Stored items:

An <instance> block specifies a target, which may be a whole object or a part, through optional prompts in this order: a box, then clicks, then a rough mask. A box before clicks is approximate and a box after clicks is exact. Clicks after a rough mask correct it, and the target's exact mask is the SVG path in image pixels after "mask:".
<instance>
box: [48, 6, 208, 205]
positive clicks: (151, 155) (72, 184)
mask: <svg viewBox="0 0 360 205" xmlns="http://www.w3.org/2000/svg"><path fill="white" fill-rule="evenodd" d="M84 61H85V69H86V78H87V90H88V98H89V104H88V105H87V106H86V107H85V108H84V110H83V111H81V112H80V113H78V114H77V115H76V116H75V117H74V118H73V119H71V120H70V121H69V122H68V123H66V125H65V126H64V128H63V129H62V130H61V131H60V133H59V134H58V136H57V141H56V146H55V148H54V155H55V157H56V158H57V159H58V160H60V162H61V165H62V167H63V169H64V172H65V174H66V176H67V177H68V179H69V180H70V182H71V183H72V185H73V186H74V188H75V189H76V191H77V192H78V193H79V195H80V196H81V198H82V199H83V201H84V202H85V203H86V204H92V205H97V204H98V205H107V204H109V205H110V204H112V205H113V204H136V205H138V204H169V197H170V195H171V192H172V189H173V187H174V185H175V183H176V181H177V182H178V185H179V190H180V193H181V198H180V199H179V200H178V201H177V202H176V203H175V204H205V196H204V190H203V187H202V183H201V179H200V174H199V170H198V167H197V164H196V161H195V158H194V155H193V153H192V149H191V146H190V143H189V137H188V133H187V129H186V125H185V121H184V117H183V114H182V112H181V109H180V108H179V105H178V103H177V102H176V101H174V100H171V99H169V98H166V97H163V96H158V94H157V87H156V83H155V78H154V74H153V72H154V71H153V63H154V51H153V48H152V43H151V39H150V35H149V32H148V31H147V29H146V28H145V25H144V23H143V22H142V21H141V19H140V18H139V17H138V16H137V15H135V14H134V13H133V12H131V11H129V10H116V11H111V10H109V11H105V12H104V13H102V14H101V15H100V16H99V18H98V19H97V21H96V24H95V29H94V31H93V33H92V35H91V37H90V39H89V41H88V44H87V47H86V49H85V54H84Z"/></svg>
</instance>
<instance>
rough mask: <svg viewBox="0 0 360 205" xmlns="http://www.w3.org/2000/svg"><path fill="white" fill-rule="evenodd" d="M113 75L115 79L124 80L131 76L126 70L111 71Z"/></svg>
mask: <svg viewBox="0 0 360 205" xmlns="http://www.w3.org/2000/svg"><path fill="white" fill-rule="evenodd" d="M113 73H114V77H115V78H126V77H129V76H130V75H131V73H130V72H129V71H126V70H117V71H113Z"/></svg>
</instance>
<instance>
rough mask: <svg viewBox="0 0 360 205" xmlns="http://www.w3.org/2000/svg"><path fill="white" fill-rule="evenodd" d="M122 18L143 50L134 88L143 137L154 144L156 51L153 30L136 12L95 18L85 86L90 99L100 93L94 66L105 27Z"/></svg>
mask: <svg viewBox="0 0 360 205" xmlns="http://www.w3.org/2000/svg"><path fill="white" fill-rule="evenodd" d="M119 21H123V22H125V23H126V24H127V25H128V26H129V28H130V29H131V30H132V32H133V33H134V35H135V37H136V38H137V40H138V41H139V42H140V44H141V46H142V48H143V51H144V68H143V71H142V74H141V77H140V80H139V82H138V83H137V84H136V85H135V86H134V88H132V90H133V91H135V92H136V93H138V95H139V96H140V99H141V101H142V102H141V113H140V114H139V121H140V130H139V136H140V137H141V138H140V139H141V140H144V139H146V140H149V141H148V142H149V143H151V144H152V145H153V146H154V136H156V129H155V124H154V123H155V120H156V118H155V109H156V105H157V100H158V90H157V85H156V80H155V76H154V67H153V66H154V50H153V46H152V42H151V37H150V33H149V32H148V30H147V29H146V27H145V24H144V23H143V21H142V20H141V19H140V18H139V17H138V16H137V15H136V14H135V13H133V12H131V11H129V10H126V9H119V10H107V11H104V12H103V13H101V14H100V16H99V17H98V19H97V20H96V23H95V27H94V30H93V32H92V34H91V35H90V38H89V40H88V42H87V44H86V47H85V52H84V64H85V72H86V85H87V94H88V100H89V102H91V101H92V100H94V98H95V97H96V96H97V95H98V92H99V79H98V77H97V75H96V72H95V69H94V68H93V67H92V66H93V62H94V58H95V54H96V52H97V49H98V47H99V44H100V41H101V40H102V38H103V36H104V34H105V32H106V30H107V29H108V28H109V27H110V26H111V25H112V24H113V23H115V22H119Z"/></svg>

▸ **Aim of the exercise**: All of the lines above must be returned exactly as they stand.

▸ **Solved exercise**:
An <instance> block specifies a target, which may be a whole object or a part, through optional prompts in this order: a box, then clicks, then a rough mask. A box before clicks is approximate and a box after clicks is exact. Clicks after a rough mask correct it, and the target's exact mask is the SVG path in image pixels after "mask:".
<instance>
box: [48, 6, 208, 205]
positive clicks: (151, 155) (72, 184)
mask: <svg viewBox="0 0 360 205" xmlns="http://www.w3.org/2000/svg"><path fill="white" fill-rule="evenodd" d="M84 61H85V69H86V78H87V90H88V98H89V104H88V105H87V106H86V107H85V108H84V110H83V111H81V112H80V113H78V114H77V115H76V116H75V117H74V118H73V119H71V120H70V121H69V122H68V123H66V125H65V126H64V128H63V129H62V130H61V131H60V133H59V134H58V136H57V141H56V146H55V148H54V155H55V157H56V158H57V159H58V160H60V162H61V165H62V167H63V169H64V172H65V174H66V176H67V177H68V179H69V180H70V182H71V183H72V185H73V186H74V188H75V189H76V191H77V192H78V193H79V195H80V196H81V198H82V199H83V201H84V202H85V203H86V204H92V205H97V204H98V205H107V204H109V205H110V204H112V205H113V204H136V205H138V204H169V197H170V195H171V192H172V189H173V187H174V185H175V183H176V181H177V182H178V185H179V190H180V193H181V198H180V199H179V200H178V201H177V202H176V203H175V204H205V196H204V190H203V187H202V183H201V179H200V174H199V170H198V167H197V164H196V161H195V158H194V155H193V153H192V149H191V146H190V143H189V137H188V133H187V129H186V125H185V121H184V117H183V114H182V112H181V109H180V108H179V105H178V103H177V102H176V101H174V100H171V99H169V98H166V97H163V96H158V94H157V87H156V83H155V78H154V74H153V72H154V71H153V63H154V51H153V48H152V43H151V39H150V35H149V32H148V31H147V29H146V28H145V25H144V23H143V22H142V21H141V19H140V18H139V17H138V16H137V15H135V14H134V13H133V12H131V11H129V10H116V11H111V10H109V11H105V12H104V13H102V14H101V15H100V16H99V18H98V19H97V21H96V24H95V29H94V31H93V33H92V35H91V37H90V39H89V41H88V44H87V47H86V49H85V54H84Z"/></svg>
</instance>
<instance>
rough mask: <svg viewBox="0 0 360 205" xmlns="http://www.w3.org/2000/svg"><path fill="white" fill-rule="evenodd" d="M113 75L115 79L124 80L131 76L126 70L111 71Z"/></svg>
mask: <svg viewBox="0 0 360 205" xmlns="http://www.w3.org/2000/svg"><path fill="white" fill-rule="evenodd" d="M113 73H114V77H115V78H126V77H129V76H130V75H131V73H130V72H129V71H126V70H117V71H113Z"/></svg>
</instance>
<instance>
rough mask: <svg viewBox="0 0 360 205" xmlns="http://www.w3.org/2000/svg"><path fill="white" fill-rule="evenodd" d="M122 18L143 50L134 88L143 137L154 144L156 51L153 30L136 12L95 18L85 86L90 99L100 93L94 66L105 27Z"/></svg>
mask: <svg viewBox="0 0 360 205" xmlns="http://www.w3.org/2000/svg"><path fill="white" fill-rule="evenodd" d="M119 21H123V22H125V23H126V24H127V25H128V26H129V28H130V29H131V30H132V32H133V33H134V35H135V37H136V38H137V40H138V41H139V42H140V44H141V46H142V48H143V51H144V68H143V71H142V74H141V77H140V80H139V82H138V83H137V84H136V85H135V86H134V88H132V90H133V91H135V92H136V93H138V95H139V96H140V99H141V101H142V102H141V113H140V114H139V121H140V130H139V136H140V137H141V138H140V139H141V140H144V139H146V140H149V141H148V142H149V143H151V144H152V145H153V146H154V136H156V129H155V124H154V123H155V120H156V118H155V109H156V105H157V100H158V90H157V85H156V80H155V76H154V67H153V66H154V50H153V46H152V42H151V37H150V33H149V32H148V30H147V29H146V27H145V24H144V23H143V21H142V20H141V19H140V18H139V17H138V16H137V15H136V14H135V13H133V12H131V11H129V10H126V9H119V10H107V11H104V12H103V13H101V14H100V16H99V17H98V19H97V20H96V23H95V27H94V30H93V32H92V34H91V35H90V38H89V40H88V42H87V44H86V47H85V52H84V64H85V72H86V85H87V94H88V100H89V102H91V101H92V100H94V98H95V97H96V96H97V95H98V92H99V79H98V77H97V75H96V72H95V69H94V68H93V67H92V66H93V62H94V58H95V54H96V52H97V49H98V47H99V44H100V41H101V40H102V38H103V36H104V34H105V32H106V30H107V29H108V28H109V27H110V26H111V25H112V24H113V23H115V22H119Z"/></svg>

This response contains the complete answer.